Source data
########
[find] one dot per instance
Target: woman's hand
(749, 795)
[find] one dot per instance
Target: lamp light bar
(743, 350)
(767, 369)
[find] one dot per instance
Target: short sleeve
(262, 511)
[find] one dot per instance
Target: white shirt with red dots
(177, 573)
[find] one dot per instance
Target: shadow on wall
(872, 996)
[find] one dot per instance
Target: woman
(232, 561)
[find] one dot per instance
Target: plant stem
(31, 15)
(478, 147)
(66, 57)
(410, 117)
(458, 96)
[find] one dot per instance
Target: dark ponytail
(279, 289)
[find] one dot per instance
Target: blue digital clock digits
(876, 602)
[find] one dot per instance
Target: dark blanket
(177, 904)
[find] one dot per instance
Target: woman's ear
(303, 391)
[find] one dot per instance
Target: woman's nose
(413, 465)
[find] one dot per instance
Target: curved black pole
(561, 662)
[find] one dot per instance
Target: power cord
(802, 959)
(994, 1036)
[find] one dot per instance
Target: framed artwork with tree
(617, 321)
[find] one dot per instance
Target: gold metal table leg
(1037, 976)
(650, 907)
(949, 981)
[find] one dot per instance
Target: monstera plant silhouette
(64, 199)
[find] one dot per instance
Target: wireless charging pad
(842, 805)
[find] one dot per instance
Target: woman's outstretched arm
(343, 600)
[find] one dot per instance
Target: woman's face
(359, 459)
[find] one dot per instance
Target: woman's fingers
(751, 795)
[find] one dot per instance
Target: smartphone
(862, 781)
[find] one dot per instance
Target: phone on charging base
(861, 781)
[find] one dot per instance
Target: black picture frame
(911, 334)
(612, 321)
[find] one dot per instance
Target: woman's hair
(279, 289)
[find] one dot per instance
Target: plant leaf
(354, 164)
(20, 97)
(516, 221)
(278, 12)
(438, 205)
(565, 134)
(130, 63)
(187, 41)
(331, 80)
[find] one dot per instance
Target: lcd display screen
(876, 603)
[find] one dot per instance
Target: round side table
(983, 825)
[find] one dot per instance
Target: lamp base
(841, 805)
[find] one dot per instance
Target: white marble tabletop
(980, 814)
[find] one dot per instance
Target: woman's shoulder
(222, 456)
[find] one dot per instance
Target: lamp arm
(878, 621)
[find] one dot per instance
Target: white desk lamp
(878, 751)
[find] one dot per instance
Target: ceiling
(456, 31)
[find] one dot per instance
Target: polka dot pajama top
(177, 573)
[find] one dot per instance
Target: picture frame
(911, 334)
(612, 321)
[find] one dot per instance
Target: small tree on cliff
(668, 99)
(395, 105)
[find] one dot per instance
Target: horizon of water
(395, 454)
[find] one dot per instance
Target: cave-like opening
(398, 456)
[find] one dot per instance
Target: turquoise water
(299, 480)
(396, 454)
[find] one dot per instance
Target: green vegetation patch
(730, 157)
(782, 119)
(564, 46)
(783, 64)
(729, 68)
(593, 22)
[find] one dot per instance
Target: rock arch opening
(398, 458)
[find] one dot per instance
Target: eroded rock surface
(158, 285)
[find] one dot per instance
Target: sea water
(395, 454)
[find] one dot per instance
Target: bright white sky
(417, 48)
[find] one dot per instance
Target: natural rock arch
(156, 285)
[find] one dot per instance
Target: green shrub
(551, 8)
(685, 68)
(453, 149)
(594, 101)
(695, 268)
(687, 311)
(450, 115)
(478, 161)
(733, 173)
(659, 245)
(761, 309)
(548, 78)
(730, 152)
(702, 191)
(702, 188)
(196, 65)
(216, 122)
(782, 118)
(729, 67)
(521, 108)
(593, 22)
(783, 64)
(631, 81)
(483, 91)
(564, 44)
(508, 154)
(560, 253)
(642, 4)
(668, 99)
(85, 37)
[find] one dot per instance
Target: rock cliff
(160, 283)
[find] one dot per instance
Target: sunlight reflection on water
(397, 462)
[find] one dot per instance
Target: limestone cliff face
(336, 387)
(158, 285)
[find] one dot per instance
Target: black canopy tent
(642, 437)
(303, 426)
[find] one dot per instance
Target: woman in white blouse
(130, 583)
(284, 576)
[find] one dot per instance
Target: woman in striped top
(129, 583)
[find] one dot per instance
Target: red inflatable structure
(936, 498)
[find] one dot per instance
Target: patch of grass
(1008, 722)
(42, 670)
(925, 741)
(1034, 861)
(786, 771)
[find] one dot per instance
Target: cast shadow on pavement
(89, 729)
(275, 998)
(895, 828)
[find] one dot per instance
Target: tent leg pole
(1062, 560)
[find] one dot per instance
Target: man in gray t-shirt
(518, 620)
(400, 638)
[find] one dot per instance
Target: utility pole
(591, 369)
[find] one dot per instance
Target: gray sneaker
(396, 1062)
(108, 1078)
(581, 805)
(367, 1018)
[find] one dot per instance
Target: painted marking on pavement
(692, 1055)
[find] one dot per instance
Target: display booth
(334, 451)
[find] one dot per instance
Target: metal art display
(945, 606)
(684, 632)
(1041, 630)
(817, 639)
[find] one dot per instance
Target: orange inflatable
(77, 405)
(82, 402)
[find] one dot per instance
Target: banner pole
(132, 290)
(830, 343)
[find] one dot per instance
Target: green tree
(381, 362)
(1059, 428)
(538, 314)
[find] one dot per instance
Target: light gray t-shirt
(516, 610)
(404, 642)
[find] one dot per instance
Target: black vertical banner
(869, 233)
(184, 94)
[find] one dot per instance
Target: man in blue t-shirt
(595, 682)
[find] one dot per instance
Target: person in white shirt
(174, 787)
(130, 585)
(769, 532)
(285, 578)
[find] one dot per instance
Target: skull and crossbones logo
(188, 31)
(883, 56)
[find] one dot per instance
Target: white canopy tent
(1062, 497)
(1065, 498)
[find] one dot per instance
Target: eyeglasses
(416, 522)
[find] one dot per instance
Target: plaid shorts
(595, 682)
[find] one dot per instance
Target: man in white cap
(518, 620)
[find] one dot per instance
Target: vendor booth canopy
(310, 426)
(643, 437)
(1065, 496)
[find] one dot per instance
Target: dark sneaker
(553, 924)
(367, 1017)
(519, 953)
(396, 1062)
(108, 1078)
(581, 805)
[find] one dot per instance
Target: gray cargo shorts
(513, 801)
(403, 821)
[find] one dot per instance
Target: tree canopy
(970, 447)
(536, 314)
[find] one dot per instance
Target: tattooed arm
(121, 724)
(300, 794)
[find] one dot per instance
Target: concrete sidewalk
########
Directive » Write out the whole listing again. Match it word for word.

Output of the task »
[find] one dot per instance
Target: woman's hand
(749, 795)
[find] one dot per instance
Target: lamp light bar
(743, 350)
(767, 369)
[find] one dot per instance
Target: short sleeve
(262, 511)
[find] one dot per instance
Target: white shirt with red dots
(177, 573)
[find] one dot per instance
Target: shadow on wall
(872, 996)
[find] one dot per instance
Target: woman
(232, 561)
[find] one dot per instance
Target: plant stem
(31, 15)
(478, 147)
(66, 57)
(410, 117)
(458, 96)
[find] one dot per instance
Target: dark ponytail
(279, 289)
[find] one dot per instance
Target: blue digital clock digits
(876, 602)
[find] one dot per instance
Target: dark blanket
(177, 904)
[find] one dot per instance
Target: woman's ear
(303, 391)
[find] one dot per instance
Target: woman's nose
(413, 465)
[find] one dot per instance
Target: curved black pole
(561, 662)
[find] one dot per instance
Target: power cord
(802, 959)
(994, 1036)
[find] one dot per instance
Target: framed artwork with tree
(617, 321)
[find] one dot per instance
Target: gold metal table leg
(1037, 976)
(650, 907)
(949, 981)
[find] one dot per instance
Target: monstera plant silhouette
(64, 199)
[find] one dot per instance
Target: wireless charging pad
(842, 805)
[find] one dot per instance
Target: woman's outstretched arm
(343, 600)
[find] one dot per instance
Target: woman's face
(359, 459)
[find] one dot per instance
Target: woman's fingers
(751, 795)
[find] one dot per instance
Target: smartphone
(862, 781)
[find] one dot per instance
Target: phone on charging base
(861, 781)
[find] one dot per instance
Target: black picture frame
(911, 334)
(612, 321)
[find] one dot per instance
Target: woman's hair
(279, 289)
[find] one dot per instance
Target: plant leaf
(354, 164)
(20, 97)
(516, 221)
(278, 12)
(438, 205)
(565, 134)
(130, 63)
(187, 41)
(331, 80)
[find] one dot per instance
Target: lcd display screen
(876, 603)
[find] one dot per instance
Target: round side table
(983, 825)
[find] one dot per instance
Target: lamp base
(841, 805)
[find] one dot per instance
Target: white marble tabletop
(980, 814)
[find] one dot per instance
Target: woman's shoulder
(222, 456)
[find] one dot per instance
Target: lamp arm
(878, 621)
[find] one dot per instance
Target: white desk lamp
(878, 751)
[find] one dot per instance
Target: ceiling
(456, 31)
[find] one dot per instance
Target: polka dot pajama top
(177, 573)
[find] one dot per instance
Target: picture frame
(911, 334)
(612, 321)
[find] one dot per instance
Target: small tree on cliff
(668, 99)
(395, 105)
[find] one dot per instance
Target: horizon of water
(395, 454)
[find] one dot per instance
Target: cave-like opening
(398, 456)
[find] one dot per instance
Target: turquoise water
(299, 480)
(396, 454)
[find] one dot per instance
Target: green vegetation patch
(730, 157)
(782, 119)
(564, 46)
(783, 64)
(729, 68)
(593, 22)
[find] one dot per instance
Target: rock arch opening
(398, 458)
[find] one dot per instance
Target: eroded rock surface
(158, 285)
[find] one dot per instance
Target: sea water
(395, 454)
[find] one dot per instance
Target: bright white sky
(417, 48)
[find] one dot per instance
Target: natural rock arch
(156, 285)
[find] one dot per instance
Target: green shrub
(551, 8)
(685, 68)
(453, 149)
(594, 101)
(695, 268)
(687, 311)
(450, 115)
(478, 161)
(733, 173)
(659, 245)
(761, 309)
(548, 78)
(730, 152)
(702, 191)
(702, 188)
(196, 65)
(216, 122)
(782, 118)
(729, 67)
(521, 108)
(593, 22)
(783, 64)
(631, 81)
(483, 91)
(564, 44)
(508, 154)
(560, 253)
(642, 4)
(668, 99)
(85, 37)
[find] one dot per instance
Target: rock cliff
(160, 283)
[find] one dot per instance
Target: sunlight reflection on water
(397, 462)
[find] one dot per instance
Target: limestone cliff face
(336, 387)
(158, 285)
[find] one dot per instance
Target: black canopy tent
(642, 437)
(303, 426)
[find] one dot per instance
Target: woman in white blouse
(130, 583)
(284, 576)
[find] one dot per instance
Target: woman in striped top
(129, 583)
[find] one dot per instance
Target: red inflatable structure
(936, 498)
[find] one dot per instance
Target: patch of grass
(1008, 722)
(42, 670)
(925, 741)
(1034, 861)
(786, 771)
[find] one dot per instance
Target: cast shadow on pavement
(89, 729)
(275, 998)
(895, 828)
[find] one dot per instance
Target: tent leg pole
(1062, 560)
[find] one dot per instance
Target: man in gray t-shirt
(518, 620)
(400, 638)
[find] one dot per instance
Target: utility pole
(591, 369)
[find] one dot per instance
Target: gray sneaker
(396, 1062)
(108, 1078)
(581, 805)
(367, 1018)
[find] one dot per instance
Target: painted marking on pavement
(692, 1055)
[find] one dot per instance
Target: display booth
(334, 451)
[find] one dot per instance
Target: metal art display
(945, 606)
(684, 632)
(1041, 630)
(817, 639)
[find] one dot per instance
Target: orange inflatable
(77, 405)
(82, 402)
[find] one dot per instance
Target: banner pole
(132, 290)
(830, 343)
[find] one dot per instance
Target: green tree
(381, 362)
(1059, 428)
(538, 314)
[find] one dot per instance
Target: light gray t-shirt
(516, 610)
(404, 642)
[find] one dot per instance
Target: black vertical banner
(869, 233)
(184, 94)
[find] one dot per instance
Target: man in blue t-shirt
(595, 682)
[find] one dot per instance
Target: person in white shirt
(174, 787)
(130, 585)
(769, 532)
(285, 578)
[find] one dot per instance
Target: skull and crossbones logo
(188, 31)
(883, 56)
[find] one dot per instance
Target: white canopy tent
(1062, 497)
(1065, 498)
[find] one dot per instance
Target: eyeglasses
(416, 522)
[find] one dot per instance
Target: plaid shorts
(595, 682)
[find] one dot per instance
Target: man in white cap
(518, 620)
[find] one dot per instance
Target: vendor booth canopy
(310, 426)
(643, 437)
(1065, 496)
[find] one dot per instance
Target: dark sneaker
(553, 924)
(367, 1017)
(519, 953)
(396, 1062)
(108, 1078)
(581, 805)
[find] one dot per instance
Target: gray cargo shorts
(513, 801)
(403, 821)
[find] one dot per instance
Target: tree canopy
(970, 447)
(536, 314)
[find] one dot per instance
Target: tattooed arm
(121, 724)
(300, 794)
[find] one dot per instance
Target: concrete sidewalk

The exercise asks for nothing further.